Turn every line of the items below into a Markdown table with the columns "Row" and "Line", giving each line its row number and skipping blank lines. Leave the pictures out of the table.

[Dataset items about object locations]
· · · · ·

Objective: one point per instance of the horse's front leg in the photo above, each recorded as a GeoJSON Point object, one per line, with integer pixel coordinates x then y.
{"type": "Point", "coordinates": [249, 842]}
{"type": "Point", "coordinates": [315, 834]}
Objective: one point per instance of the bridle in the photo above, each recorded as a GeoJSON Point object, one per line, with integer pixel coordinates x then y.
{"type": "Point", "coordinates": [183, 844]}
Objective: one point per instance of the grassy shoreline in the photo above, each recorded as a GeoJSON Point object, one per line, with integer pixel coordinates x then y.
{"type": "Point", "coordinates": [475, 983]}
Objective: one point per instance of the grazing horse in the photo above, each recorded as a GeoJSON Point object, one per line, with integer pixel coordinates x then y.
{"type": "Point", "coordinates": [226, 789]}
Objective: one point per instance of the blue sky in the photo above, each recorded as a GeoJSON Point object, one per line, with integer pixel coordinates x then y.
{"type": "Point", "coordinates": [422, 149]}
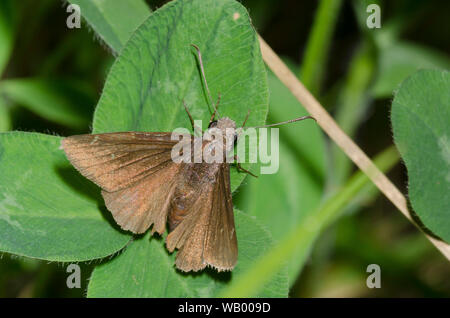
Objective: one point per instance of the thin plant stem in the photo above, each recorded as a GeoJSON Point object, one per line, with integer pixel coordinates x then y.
{"type": "Point", "coordinates": [343, 141]}
{"type": "Point", "coordinates": [317, 47]}
{"type": "Point", "coordinates": [306, 232]}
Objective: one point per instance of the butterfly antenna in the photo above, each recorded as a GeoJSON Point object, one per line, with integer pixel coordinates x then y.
{"type": "Point", "coordinates": [202, 69]}
{"type": "Point", "coordinates": [245, 120]}
{"type": "Point", "coordinates": [287, 122]}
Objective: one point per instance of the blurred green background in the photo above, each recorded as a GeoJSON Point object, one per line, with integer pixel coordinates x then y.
{"type": "Point", "coordinates": [52, 77]}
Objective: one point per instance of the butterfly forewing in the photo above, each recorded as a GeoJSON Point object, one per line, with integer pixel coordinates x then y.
{"type": "Point", "coordinates": [142, 186]}
{"type": "Point", "coordinates": [134, 170]}
{"type": "Point", "coordinates": [115, 161]}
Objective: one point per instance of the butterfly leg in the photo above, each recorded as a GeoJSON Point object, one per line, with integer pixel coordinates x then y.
{"type": "Point", "coordinates": [239, 167]}
{"type": "Point", "coordinates": [215, 110]}
{"type": "Point", "coordinates": [194, 127]}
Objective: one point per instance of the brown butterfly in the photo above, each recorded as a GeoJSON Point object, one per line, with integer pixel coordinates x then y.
{"type": "Point", "coordinates": [143, 187]}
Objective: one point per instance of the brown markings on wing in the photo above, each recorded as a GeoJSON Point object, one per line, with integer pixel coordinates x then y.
{"type": "Point", "coordinates": [206, 235]}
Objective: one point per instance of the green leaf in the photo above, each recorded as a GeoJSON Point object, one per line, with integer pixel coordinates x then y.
{"type": "Point", "coordinates": [114, 21]}
{"type": "Point", "coordinates": [420, 121]}
{"type": "Point", "coordinates": [62, 101]}
{"type": "Point", "coordinates": [145, 269]}
{"type": "Point", "coordinates": [282, 200]}
{"type": "Point", "coordinates": [305, 233]}
{"type": "Point", "coordinates": [157, 70]}
{"type": "Point", "coordinates": [5, 117]}
{"type": "Point", "coordinates": [401, 59]}
{"type": "Point", "coordinates": [47, 209]}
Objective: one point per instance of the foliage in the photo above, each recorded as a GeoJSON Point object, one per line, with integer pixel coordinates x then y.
{"type": "Point", "coordinates": [49, 212]}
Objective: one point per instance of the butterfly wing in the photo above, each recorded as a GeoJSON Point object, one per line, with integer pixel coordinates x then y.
{"type": "Point", "coordinates": [135, 171]}
{"type": "Point", "coordinates": [207, 236]}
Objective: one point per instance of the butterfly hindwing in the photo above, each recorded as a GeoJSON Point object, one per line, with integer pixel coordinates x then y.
{"type": "Point", "coordinates": [206, 236]}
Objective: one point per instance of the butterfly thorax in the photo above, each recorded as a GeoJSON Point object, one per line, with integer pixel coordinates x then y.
{"type": "Point", "coordinates": [218, 140]}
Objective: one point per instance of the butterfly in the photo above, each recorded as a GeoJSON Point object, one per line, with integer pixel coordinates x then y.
{"type": "Point", "coordinates": [143, 188]}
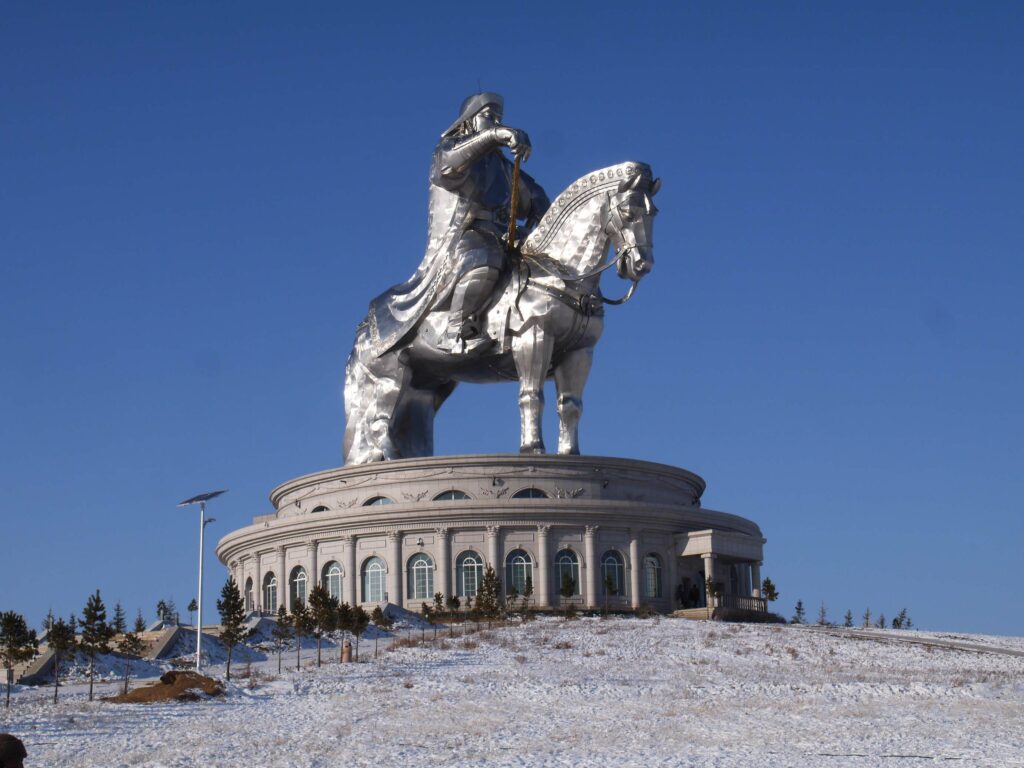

· · · · ·

◆ **WRITTEN ANSWER**:
| Row | Line |
|---|---|
| 1 | Objective: one point per instance of the horse's front leg in the photo above, each recorded as a GeoJSON Point object, one per line, with integer pixel coordinates x then y. |
| 2 | {"type": "Point", "coordinates": [249, 842]} |
| 3 | {"type": "Point", "coordinates": [315, 834]} |
| 4 | Objective: one point per instance of the bridle in the photo above, each recorded as a GeoJSON Point object, one per line, with integer pixel coordinates x then y. |
| 5 | {"type": "Point", "coordinates": [183, 844]} |
| 6 | Objective: one point per instance of the grassy shoreline in the photo above, each recorded as a GeoJSON Point object, one per line, with integer pixel coordinates x then y. |
| 7 | {"type": "Point", "coordinates": [475, 983]} |
| 8 | Objective: one point per instance of the grazing horse in the photo above, each recorded as a GeoJSON Point object, one per line, with integer pixel coordinates x then y. |
| 9 | {"type": "Point", "coordinates": [226, 789]} |
| 10 | Objective: one point per instance of the blue sky in the photo above, each recorded as a GeoJSON Point object, one per line, with integer pixel coordinates x then y. |
| 11 | {"type": "Point", "coordinates": [422, 149]} |
| 12 | Objective: one point per instance of the thin plant stem in the photo above, each recorded as a GeoJSON Point object, one per line, with integer pixel coordinates x then y. |
| 13 | {"type": "Point", "coordinates": [343, 141]} |
| 14 | {"type": "Point", "coordinates": [317, 47]} |
| 15 | {"type": "Point", "coordinates": [306, 232]} |
| 16 | Objective: one point per instance of the butterfly antenna in the photo above, each recorded as a GeoJSON Point object, one per line, with integer pixel coordinates x then y. |
| 17 | {"type": "Point", "coordinates": [202, 69]} |
| 18 | {"type": "Point", "coordinates": [245, 120]} |
| 19 | {"type": "Point", "coordinates": [287, 122]} |
| 20 | Objective: one point per instance of the blurred green background in the photo above, each recorded as a GeoJSON Point object, one per line, with integer pixel coordinates x then y. |
| 21 | {"type": "Point", "coordinates": [52, 77]} |
| 22 | Objective: one point per instance of the butterfly forewing in the photo above, each recorded as a GeoJSON Point object, one per line, with integer pixel coordinates x then y. |
| 23 | {"type": "Point", "coordinates": [142, 186]} |
| 24 | {"type": "Point", "coordinates": [134, 170]} |
| 25 | {"type": "Point", "coordinates": [115, 161]} |
| 26 | Objective: one point per instance of the butterfly leg in the photo above, each recorded as a GeoJSON Point object, one per line, with integer pixel coordinates x then y. |
| 27 | {"type": "Point", "coordinates": [239, 167]} |
| 28 | {"type": "Point", "coordinates": [215, 110]} |
| 29 | {"type": "Point", "coordinates": [194, 127]} |
| 30 | Objective: one point per instance of the brown butterfly in the photo above, each recorded as a GeoJSON Point object, one per line, with integer pixel coordinates x then y. |
| 31 | {"type": "Point", "coordinates": [143, 187]} |
| 32 | Objective: one point per instance of the brown markings on wing in the photo above, each recorded as a GeoJSON Point object, one per line, with integer pixel coordinates x then y. |
| 33 | {"type": "Point", "coordinates": [206, 235]} |
| 34 | Objective: one point per instance of the green leaf in the photo above, each recorded as a GeoJSON Point object, one per line, with integer pixel coordinates x then y. |
| 35 | {"type": "Point", "coordinates": [114, 21]} |
| 36 | {"type": "Point", "coordinates": [420, 121]} |
| 37 | {"type": "Point", "coordinates": [62, 101]} |
| 38 | {"type": "Point", "coordinates": [145, 269]} |
| 39 | {"type": "Point", "coordinates": [282, 200]} |
| 40 | {"type": "Point", "coordinates": [305, 233]} |
| 41 | {"type": "Point", "coordinates": [157, 70]} |
| 42 | {"type": "Point", "coordinates": [5, 117]} |
| 43 | {"type": "Point", "coordinates": [401, 59]} |
| 44 | {"type": "Point", "coordinates": [47, 209]} |
| 45 | Objective: one point per instance of the foliage in the photo above, each recorded as a GeoJSON Point object, one per line, with integer pixel coordinates x then y. |
| 46 | {"type": "Point", "coordinates": [49, 212]} |
| 47 | Objective: one point per instance of the butterfly wing in the photo above, each recorded as a GeoJSON Point object, one per line, with integer pixel coordinates x then y. |
| 48 | {"type": "Point", "coordinates": [135, 171]} |
| 49 | {"type": "Point", "coordinates": [207, 236]} |
| 50 | Objective: one point per instance of the butterfly hindwing in the photo above, each recorded as a GeoJSON Point object, one per line, with integer pixel coordinates x then y. |
| 51 | {"type": "Point", "coordinates": [206, 236]} |
| 52 | Objective: one point per instance of the butterfly thorax in the photo above, each recorded as a GeoJSON Point object, one per line, with integer pixel coordinates x then y. |
| 53 | {"type": "Point", "coordinates": [218, 140]} |
| 54 | Objective: one point per instance of the butterfly in the photo above, each recorded as a GeoJSON Point object, one per line, with integer pixel coordinates x then y. |
| 55 | {"type": "Point", "coordinates": [143, 188]} |